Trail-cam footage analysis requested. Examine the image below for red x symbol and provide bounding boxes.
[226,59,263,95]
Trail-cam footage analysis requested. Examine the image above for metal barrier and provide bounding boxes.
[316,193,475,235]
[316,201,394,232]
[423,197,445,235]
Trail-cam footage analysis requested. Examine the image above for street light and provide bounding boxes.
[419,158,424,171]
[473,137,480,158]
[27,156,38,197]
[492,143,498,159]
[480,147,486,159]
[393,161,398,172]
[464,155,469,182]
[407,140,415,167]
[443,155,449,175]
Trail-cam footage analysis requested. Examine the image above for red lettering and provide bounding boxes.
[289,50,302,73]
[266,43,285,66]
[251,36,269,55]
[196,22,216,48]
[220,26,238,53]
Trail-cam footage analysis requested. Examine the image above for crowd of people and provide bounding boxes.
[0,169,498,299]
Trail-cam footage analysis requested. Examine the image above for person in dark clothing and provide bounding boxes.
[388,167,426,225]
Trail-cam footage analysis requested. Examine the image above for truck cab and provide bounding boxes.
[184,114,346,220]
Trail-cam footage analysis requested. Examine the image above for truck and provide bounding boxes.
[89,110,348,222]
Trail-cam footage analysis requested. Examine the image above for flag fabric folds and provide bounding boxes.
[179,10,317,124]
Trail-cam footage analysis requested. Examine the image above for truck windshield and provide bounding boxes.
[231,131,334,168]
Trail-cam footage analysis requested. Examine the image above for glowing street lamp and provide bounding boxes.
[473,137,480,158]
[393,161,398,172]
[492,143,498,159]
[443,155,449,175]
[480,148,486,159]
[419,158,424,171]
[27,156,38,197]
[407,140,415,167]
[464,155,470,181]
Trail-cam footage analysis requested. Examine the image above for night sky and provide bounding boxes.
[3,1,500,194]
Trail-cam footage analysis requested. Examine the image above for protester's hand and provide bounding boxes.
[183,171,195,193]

+-------+

Lines from the one with "folds and provide bounding boxes." through the end of the data: set these down exactly, including both ends and nothing more.

▸ RESPONSE FOR THIS EXERCISE:
Trail-cam footage analysis requested. Examine the image above for flag fabric folds and provide bounding boxes.
[179,10,317,124]
Trail-cam footage analysis requested. Examine the image above for truck windshield and provide bounding boxes.
[231,131,334,168]
Trail-cam footage analysis requested. Examine the image above for glowing street lamp and provide bounding boxes.
[473,137,480,158]
[393,161,398,172]
[492,143,498,159]
[443,155,449,175]
[480,148,486,159]
[419,158,424,171]
[27,156,38,197]
[407,140,415,167]
[464,155,470,181]
Trail-cam footage analysis requested. Examine the image above for night sky and provide bounding boxes.
[3,1,500,194]
Trail-cam footage analysis requested. Examine the image above for protester's hand and provide bounding boxes.
[183,171,195,193]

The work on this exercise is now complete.